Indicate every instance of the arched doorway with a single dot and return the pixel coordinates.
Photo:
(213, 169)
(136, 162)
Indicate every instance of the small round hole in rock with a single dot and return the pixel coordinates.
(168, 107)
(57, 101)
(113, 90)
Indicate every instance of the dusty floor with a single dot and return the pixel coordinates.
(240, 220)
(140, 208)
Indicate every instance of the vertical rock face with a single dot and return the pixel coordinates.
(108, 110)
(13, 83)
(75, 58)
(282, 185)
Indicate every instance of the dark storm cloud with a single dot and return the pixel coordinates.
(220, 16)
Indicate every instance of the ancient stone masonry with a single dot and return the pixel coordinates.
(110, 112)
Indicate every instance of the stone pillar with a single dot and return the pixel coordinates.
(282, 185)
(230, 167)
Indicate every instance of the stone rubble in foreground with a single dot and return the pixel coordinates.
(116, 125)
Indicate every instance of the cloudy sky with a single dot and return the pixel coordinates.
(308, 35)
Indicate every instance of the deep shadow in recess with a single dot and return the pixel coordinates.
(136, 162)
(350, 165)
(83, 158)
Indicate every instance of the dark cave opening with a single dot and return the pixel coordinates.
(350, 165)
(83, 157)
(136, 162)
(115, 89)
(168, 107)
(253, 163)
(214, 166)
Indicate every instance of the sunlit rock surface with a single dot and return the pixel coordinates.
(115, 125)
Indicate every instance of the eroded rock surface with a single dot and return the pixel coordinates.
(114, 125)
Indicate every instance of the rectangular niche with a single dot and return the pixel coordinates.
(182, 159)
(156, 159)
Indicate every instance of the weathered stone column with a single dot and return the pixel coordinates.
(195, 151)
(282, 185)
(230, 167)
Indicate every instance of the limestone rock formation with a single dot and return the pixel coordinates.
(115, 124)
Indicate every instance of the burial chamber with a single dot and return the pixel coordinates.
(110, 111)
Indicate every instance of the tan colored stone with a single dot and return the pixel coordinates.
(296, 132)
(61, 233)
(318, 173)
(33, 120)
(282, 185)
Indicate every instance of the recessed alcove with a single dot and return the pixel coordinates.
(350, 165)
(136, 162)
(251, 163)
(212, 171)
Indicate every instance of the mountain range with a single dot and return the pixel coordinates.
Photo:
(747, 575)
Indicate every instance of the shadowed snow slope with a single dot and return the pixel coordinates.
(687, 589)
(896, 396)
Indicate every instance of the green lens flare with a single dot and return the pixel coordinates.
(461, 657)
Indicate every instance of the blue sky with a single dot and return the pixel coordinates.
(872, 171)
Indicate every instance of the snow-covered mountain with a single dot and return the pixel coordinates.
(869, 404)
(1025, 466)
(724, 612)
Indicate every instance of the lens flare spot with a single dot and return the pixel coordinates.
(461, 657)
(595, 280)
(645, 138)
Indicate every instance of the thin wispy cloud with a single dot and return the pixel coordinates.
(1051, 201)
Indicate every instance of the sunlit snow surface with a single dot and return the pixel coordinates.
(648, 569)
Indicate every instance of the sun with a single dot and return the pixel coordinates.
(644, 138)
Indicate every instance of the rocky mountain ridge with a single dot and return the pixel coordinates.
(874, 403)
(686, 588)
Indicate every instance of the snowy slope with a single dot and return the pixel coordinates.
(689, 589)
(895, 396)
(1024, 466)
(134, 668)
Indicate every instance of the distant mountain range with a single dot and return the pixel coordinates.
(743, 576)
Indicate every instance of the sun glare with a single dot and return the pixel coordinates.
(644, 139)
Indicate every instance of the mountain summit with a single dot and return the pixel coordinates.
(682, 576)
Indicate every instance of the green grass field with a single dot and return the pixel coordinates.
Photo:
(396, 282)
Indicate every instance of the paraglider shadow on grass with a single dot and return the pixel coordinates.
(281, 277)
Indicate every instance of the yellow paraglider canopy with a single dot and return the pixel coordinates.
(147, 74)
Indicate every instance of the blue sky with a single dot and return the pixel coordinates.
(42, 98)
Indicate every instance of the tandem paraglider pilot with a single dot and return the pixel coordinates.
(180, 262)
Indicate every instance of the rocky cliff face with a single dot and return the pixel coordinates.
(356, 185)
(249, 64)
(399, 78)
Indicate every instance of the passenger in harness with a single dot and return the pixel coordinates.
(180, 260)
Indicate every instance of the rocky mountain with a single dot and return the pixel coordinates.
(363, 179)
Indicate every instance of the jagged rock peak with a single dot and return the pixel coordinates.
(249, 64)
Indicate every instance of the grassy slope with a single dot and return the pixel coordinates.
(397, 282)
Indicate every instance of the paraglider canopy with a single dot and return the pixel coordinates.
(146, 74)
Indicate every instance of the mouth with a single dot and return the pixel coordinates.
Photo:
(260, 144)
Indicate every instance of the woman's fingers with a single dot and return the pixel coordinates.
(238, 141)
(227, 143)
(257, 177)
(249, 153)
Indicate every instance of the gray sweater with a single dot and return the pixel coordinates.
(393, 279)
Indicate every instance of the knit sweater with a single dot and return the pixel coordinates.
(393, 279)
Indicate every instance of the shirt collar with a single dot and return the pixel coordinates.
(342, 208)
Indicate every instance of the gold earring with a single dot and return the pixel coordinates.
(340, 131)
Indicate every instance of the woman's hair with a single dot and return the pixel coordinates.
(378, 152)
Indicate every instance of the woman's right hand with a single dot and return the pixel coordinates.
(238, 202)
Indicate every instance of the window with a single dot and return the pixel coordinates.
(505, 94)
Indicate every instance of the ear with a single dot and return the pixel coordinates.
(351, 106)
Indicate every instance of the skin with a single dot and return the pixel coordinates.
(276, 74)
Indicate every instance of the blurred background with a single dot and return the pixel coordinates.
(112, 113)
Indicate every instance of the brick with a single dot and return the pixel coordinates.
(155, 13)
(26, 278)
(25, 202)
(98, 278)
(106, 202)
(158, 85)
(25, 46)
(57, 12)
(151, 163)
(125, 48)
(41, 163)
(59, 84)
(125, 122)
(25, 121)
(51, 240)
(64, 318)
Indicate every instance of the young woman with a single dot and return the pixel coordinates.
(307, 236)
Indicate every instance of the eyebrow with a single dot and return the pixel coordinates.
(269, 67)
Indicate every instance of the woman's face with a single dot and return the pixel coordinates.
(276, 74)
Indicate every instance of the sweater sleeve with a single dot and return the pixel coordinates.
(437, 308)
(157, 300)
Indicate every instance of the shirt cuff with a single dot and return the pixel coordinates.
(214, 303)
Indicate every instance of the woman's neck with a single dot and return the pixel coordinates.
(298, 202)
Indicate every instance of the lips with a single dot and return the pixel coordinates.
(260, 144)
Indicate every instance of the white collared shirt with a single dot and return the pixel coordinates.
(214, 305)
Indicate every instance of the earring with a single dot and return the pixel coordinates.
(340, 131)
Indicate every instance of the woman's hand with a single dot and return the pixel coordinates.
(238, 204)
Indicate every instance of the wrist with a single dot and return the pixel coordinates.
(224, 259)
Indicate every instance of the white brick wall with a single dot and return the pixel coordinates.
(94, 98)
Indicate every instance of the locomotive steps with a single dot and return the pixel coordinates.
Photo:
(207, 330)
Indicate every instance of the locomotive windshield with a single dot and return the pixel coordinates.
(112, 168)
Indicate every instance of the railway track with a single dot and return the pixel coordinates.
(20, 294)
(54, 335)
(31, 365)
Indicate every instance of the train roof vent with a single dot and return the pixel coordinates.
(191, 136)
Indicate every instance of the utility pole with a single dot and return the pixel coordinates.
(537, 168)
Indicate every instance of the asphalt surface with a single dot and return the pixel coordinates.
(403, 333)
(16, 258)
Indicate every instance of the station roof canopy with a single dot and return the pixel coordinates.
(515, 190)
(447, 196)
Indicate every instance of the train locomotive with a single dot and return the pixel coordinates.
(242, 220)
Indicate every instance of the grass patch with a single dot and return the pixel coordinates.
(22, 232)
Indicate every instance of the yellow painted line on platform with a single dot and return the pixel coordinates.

···

■ WHAT YOU SHOULD DO ■
The full listing should be reproduced exactly.

■ RESULT OF THIS TASK ■
Indicate every instance of the arched doorway with a single dot and return the pixel coordinates.
Photo:
(213, 169)
(136, 162)
Indicate every instance of the small round hole in rock with a single dot and return the pixel coordinates.
(168, 107)
(57, 101)
(113, 90)
Indicate every instance of the dusty floor with a single dot and return the pixel coordinates.
(240, 220)
(140, 208)
Indicate every instance of the vertical rock face with a single dot and return the pixel coordinates.
(108, 110)
(13, 83)
(75, 58)
(282, 185)
Indicate every instance of the dark storm cloud with a single dot and return the pixel coordinates.
(220, 16)
Indicate every instance of the ancient stone masonry with a single dot and return the pixel coordinates.
(110, 112)
Indicate every instance of the stone pillar with a single dot and return the pixel coordinates.
(282, 185)
(230, 167)
Indicate every instance of the stone rubble in foreground with a single dot and return the pixel coordinates.
(116, 125)
Indicate every instance of the cloudy sky with a single dot and return the pixel coordinates.
(308, 35)
Indicate every instance of the deep shadow in recess with a single dot and return the pixel coordinates.
(136, 162)
(350, 165)
(83, 158)
Indicate every instance of the dark cave opening with a single dot and return the pixel coordinates.
(350, 165)
(83, 157)
(136, 162)
(115, 89)
(168, 107)
(253, 163)
(214, 166)
Indicate every instance of the sunlit rock surface with a single dot and return the pixel coordinates.
(115, 125)
Indicate every instance of the eroded rock surface with a single dot and return the pixel coordinates.
(114, 125)
Indicate every instance of the rectangular niche with a single dot and return the pixel coordinates.
(182, 159)
(156, 159)
Indicate every instance of the weathered stone column with a single dot and return the pixel coordinates.
(195, 151)
(282, 185)
(230, 167)
Indicate every instance of the limestone rock formation with a single dot and return the pixel coordinates.
(115, 124)
Indicate every instance of the burial chamber with a single dot and return the pixel coordinates.
(110, 111)
Indicate every instance of the tan colored stone with a single dot and return the pixel coordinates.
(296, 132)
(61, 233)
(318, 173)
(33, 120)
(282, 185)
Indicate every instance of the recessed alcove with a single dot and return the pixel coordinates.
(350, 165)
(136, 162)
(251, 163)
(212, 171)
Indicate every instance of the mountain range with a single dot and return the pixel coordinates.
Photo:
(747, 575)
Indicate every instance of the shadowed snow slope with a single dot and return the pixel coordinates.
(687, 589)
(896, 396)
Indicate every instance of the green lens flare with a single dot and return the pixel coordinates.
(461, 657)
Indicate every instance of the blue sky with a single dot and return the pixel coordinates.
(872, 171)
Indicate every instance of the snow-covered mountain with a single dot and return the pixel coordinates.
(869, 404)
(1025, 466)
(724, 612)
Indicate every instance of the lens flare spot with a single dot and return the pixel coordinates.
(461, 657)
(595, 280)
(645, 138)
Indicate every instance of the thin wispy cloud with a single dot and return the pixel coordinates.
(1051, 201)
Indicate every instance of the sunlit snow surface with a single dot and return the pixel coordinates.
(648, 569)
Indicate every instance of the sun with a single dot and return the pixel coordinates.
(644, 138)
Indicate every instance of the rocky mountain ridge with a single dot and return the pixel coordinates.
(874, 403)
(686, 588)
Indicate every instance of the snowy slope with a single dot and return the pixel coordinates.
(689, 589)
(895, 396)
(1024, 466)
(134, 668)
Indicate every instance of the distant mountain range with a single dot and return the pixel coordinates.
(743, 576)
Indicate every instance of the sun glare with a single dot and return the pixel coordinates.
(644, 139)
Indicate every instance of the mountain summit with a single dot and return the pixel coordinates.
(682, 576)
Indicate every instance of the green grass field with a single dot and return the pixel coordinates.
Photo:
(396, 282)
Indicate every instance of the paraglider shadow on grass with a single dot and return the pixel coordinates.
(281, 277)
Indicate every instance of the yellow paraglider canopy with a single dot and return the pixel coordinates.
(147, 74)
Indicate every instance of the blue sky with a single dot and return the pixel coordinates.
(42, 98)
Indicate every instance of the tandem paraglider pilot with a single dot and return the pixel coordinates.
(180, 262)
Indicate every instance of the rocky cliff face with a single dot and return the pixel coordinates.
(356, 185)
(249, 64)
(399, 78)
Indicate every instance of the passenger in harness with a single dot and return the pixel coordinates.
(180, 260)
Indicate every instance of the rocky mountain with a single dot and return the pixel coordinates.
(363, 179)
Indicate every instance of the jagged rock peak with a single dot and return the pixel coordinates.
(249, 64)
Indicate every instance of the grassy slope with a single dot and return the pixel coordinates.
(397, 282)
Indicate every instance of the paraglider canopy with a single dot and return the pixel coordinates.
(146, 74)
Indicate every instance of the mouth with a single dot and return the pixel coordinates.
Photo:
(260, 144)
Indicate every instance of the woman's fingers with a single dot and return the pixel coordinates.
(238, 141)
(227, 143)
(257, 177)
(249, 153)
Indicate every instance of the gray sweater with a single dot and return the pixel coordinates.
(393, 279)
Indicate every instance of the knit sweater with a single dot and return the pixel coordinates.
(393, 279)
Indicate every instance of the shirt collar with a single dot and return the pixel coordinates.
(342, 208)
Indicate every instance of the gold earring with a single dot and return the pixel coordinates.
(340, 131)
Indicate every instance of the woman's hair with a single dot and return the pixel coordinates.
(378, 152)
Indicate every instance of the woman's right hand with a single dot and return the pixel coordinates.
(238, 202)
Indicate every instance of the window with a single dot and return the pixel coordinates.
(505, 94)
Indicate every instance of the ear with a single dot and return the pixel coordinates.
(351, 106)
Indicate every instance of the skin with a single dot and return the pixel coordinates.
(276, 74)
Indicate every instance of the blurred background with a single dot and return the pixel coordinates.
(112, 113)
Indicate every instance of the brick with a single dot and return the pixel coordinates.
(155, 13)
(26, 278)
(25, 202)
(98, 278)
(106, 202)
(158, 85)
(25, 46)
(57, 12)
(151, 163)
(125, 48)
(41, 163)
(59, 84)
(125, 122)
(25, 121)
(51, 240)
(64, 318)
Indicate every instance of the young woman with a single dot and return the pixel coordinates.
(307, 236)
Indicate every instance of the eyebrow with a single dot and return the pixel coordinates.
(269, 67)
Indicate every instance of the woman's face with a single dot and return the pixel coordinates.
(276, 74)
Indicate every instance of the sweater sleeve with a single dot and return the pixel coordinates.
(437, 308)
(157, 300)
Indicate every instance of the shirt cuff with a single dot and return the pixel coordinates.
(214, 303)
Indicate every instance of the woman's neck with a single dot and return the pixel coordinates.
(298, 202)
Indicate every instance of the lips with a single dot and return the pixel coordinates.
(260, 144)
Indicate every instance of the white collared shirt with a single dot and return the pixel coordinates.
(214, 305)
Indicate every instance of the earring with a single dot and return the pixel coordinates.
(340, 131)
Indicate every instance of the woman's hand with a single dot and return the pixel coordinates.
(238, 204)
Indicate every instance of the wrist with a single dot and return the pixel coordinates.
(224, 259)
Indicate every instance of the white brick wall with a single dot and return the pixel coordinates.
(94, 98)
Indicate every instance of the locomotive steps with a single dot and return the pixel coordinates.
Photo:
(207, 330)
Indicate every instance of the locomotive windshield with a single dot and return the pixel coordinates.
(112, 168)
Indicate every instance of the railway track with a single dot and return the pixel coordinates.
(20, 294)
(54, 335)
(31, 365)
Indicate every instance of the train roof vent with a single dot and return the pixel coordinates.
(191, 136)
Indicate every instance of the utility pole with a single dot and return the pixel coordinates.
(537, 168)
Indicate every instance of the asphalt surface with a single dot and return the pixel coordinates.
(403, 333)
(16, 258)
Indicate every instance of the station roof canopy with a single dot and return the pixel coordinates.
(515, 190)
(447, 196)
Indicate every instance of the train locomotive with a single dot and return the pixel coordinates.
(242, 220)
Indicate every instance of the grass patch with a single dot and return the pixel coordinates.
(22, 232)
Indicate every instance of the yellow painted line on platform with a single dot and return the pixel coordinates.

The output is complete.